EXERCISE INPUTS:

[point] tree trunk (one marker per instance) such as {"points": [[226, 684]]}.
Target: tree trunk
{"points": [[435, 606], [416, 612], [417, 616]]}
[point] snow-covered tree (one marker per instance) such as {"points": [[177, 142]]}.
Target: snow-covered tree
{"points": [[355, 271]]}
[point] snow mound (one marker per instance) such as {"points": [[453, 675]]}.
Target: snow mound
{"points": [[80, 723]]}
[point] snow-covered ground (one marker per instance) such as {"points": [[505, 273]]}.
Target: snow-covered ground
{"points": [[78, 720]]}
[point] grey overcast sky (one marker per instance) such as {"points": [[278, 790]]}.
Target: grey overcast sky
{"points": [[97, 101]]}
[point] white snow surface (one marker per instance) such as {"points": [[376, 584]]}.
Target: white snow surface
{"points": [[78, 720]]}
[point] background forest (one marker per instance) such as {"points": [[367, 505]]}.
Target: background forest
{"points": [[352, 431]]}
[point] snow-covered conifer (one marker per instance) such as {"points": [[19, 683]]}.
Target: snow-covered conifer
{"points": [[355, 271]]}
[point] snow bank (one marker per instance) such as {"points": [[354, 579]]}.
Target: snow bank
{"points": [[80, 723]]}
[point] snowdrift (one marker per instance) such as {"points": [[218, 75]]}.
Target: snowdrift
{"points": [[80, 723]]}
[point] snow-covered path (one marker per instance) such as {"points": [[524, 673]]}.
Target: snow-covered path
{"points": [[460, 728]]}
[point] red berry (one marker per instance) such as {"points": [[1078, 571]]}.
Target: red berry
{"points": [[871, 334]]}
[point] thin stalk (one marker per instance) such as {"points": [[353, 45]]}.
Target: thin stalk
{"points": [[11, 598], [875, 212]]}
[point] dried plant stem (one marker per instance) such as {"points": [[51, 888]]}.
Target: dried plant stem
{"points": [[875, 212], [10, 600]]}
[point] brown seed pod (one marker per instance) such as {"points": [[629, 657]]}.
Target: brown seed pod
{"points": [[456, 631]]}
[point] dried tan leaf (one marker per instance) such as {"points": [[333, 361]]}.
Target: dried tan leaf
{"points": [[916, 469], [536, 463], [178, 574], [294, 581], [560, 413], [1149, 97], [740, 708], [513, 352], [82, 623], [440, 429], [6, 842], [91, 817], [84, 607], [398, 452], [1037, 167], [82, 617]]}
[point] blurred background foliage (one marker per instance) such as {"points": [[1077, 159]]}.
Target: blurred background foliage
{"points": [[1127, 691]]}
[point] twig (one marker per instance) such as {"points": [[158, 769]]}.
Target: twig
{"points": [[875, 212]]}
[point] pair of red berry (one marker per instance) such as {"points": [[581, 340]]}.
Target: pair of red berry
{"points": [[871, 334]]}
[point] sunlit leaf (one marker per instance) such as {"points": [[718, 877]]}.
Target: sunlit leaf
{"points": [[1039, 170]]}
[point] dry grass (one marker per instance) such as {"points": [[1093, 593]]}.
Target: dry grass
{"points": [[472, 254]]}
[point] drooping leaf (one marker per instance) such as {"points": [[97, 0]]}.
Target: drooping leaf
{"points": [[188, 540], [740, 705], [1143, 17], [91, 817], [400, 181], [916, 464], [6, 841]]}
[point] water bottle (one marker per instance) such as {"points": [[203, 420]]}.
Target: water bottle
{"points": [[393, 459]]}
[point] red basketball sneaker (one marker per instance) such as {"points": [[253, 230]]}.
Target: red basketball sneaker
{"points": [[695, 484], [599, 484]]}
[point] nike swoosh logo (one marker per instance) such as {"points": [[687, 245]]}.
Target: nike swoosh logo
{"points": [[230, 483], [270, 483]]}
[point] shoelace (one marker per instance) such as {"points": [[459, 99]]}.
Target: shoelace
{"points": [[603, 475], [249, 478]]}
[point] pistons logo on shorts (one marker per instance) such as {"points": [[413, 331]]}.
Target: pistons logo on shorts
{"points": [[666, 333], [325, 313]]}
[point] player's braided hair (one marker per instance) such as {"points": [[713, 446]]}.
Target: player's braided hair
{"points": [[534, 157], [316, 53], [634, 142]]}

TO DO: The entries above should be repeated exactly, every one of them.

RESPONSE TO THIS TASK:
[point] tree trunk (one marker per instance) such as {"points": [[226, 684]]}.
Target: tree trunk
{"points": [[435, 606], [416, 612], [417, 616]]}
[point] snow-covered tree (one marker per instance) such as {"points": [[177, 142]]}.
Target: snow-covered tree
{"points": [[355, 271]]}
[point] snow mound (one marker per instance) such as {"points": [[453, 675]]}.
Target: snow mound
{"points": [[80, 723]]}
[point] snow-covered ground (one marker per instance) such as {"points": [[505, 273]]}.
Target: snow-covered ground
{"points": [[78, 720]]}
[point] grey overcast sky (one marker per instance) such as {"points": [[278, 790]]}.
Target: grey overcast sky
{"points": [[97, 101]]}
[point] white snow surface (one marker per instance) such as {"points": [[376, 584]]}.
Target: white snow surface
{"points": [[78, 720]]}
[point] background forest (one marker per instance) such as {"points": [[367, 505]]}.
Target: background forest
{"points": [[352, 431]]}
[point] snow-covered conifer (one marker per instance) such as {"points": [[19, 683]]}.
Target: snow-covered conifer
{"points": [[355, 271]]}
[point] snow bank (one marker per instance) such as {"points": [[354, 579]]}.
Target: snow bank
{"points": [[80, 723]]}
[point] snowdrift (one marker per instance) such as {"points": [[218, 75]]}.
Target: snowdrift
{"points": [[80, 723]]}
[point] snow-covered path (one marker per instance) such as {"points": [[524, 673]]}.
Target: snow-covered path
{"points": [[460, 728]]}
[point] red berry (one marker per instance) such as {"points": [[1078, 571]]}.
Target: red berry
{"points": [[871, 334]]}
[point] thin stalk (one marker per instance) such as {"points": [[353, 45]]}.
Target: thin stalk
{"points": [[11, 598], [875, 212]]}
[point] dried plant stem (one marker per instance) such as {"points": [[51, 888]]}.
Target: dried plant stem
{"points": [[875, 212], [10, 600]]}
[point] brown seed pod (one marker per instance) such as {"points": [[629, 657]]}.
Target: brown seed pod
{"points": [[456, 631]]}
[point] dried tan leaf (one marker per instance) such as {"points": [[333, 361]]}.
Target: dried tan leaf
{"points": [[916, 469], [536, 463], [178, 574], [294, 581], [560, 413], [1149, 97], [740, 708], [513, 352], [82, 623], [440, 429], [6, 842], [91, 817], [84, 607], [398, 452], [1037, 167], [82, 617]]}
[point] blurred background foliage (one marker per instance) such as {"points": [[1077, 159]]}.
Target: blurred background foliage
{"points": [[1127, 691]]}
[point] twig (one marker per instance) such as {"points": [[158, 769]]}.
Target: twig
{"points": [[875, 212]]}
[point] pair of red berry (one marker per instance) such as {"points": [[581, 340]]}.
Target: pair of red berry
{"points": [[871, 334]]}
[point] sunlit leaf (one marker per instance) such as {"points": [[718, 877]]}.
Target: sunlit leaf
{"points": [[1039, 170]]}
[point] dry grass (one marker per instance) such as {"points": [[1093, 593]]}.
Target: dry grass
{"points": [[472, 254]]}
[point] drooping leaf (one marker per instance) such as {"points": [[97, 0]]}.
Target: drooping leaf
{"points": [[188, 540], [740, 705], [1143, 17], [91, 817], [400, 181], [916, 464], [6, 841]]}
[point] water bottle (one marker per instance) such as {"points": [[203, 420]]}.
Target: water bottle
{"points": [[393, 459]]}
[point] red basketball sneaker (one marker per instance) such as {"points": [[253, 230]]}.
Target: red basketball sneaker
{"points": [[695, 484], [599, 484]]}
[point] nike swoosh logo (one marker per instance) such as {"points": [[687, 245]]}.
Target: nike swoosh logo
{"points": [[230, 483], [270, 483]]}
[point] shoelace (one marker per instance) such as {"points": [[459, 99]]}.
Target: shoelace
{"points": [[603, 475], [249, 478]]}
[point] pistons logo on shorts (one marker per instance) such as {"points": [[413, 331]]}.
Target: pistons logo on shorts
{"points": [[666, 333], [325, 313]]}
[point] player's braided hair (one marker per instance) such as {"points": [[713, 446]]}.
Target: player's braided hair
{"points": [[534, 157], [316, 53], [634, 142]]}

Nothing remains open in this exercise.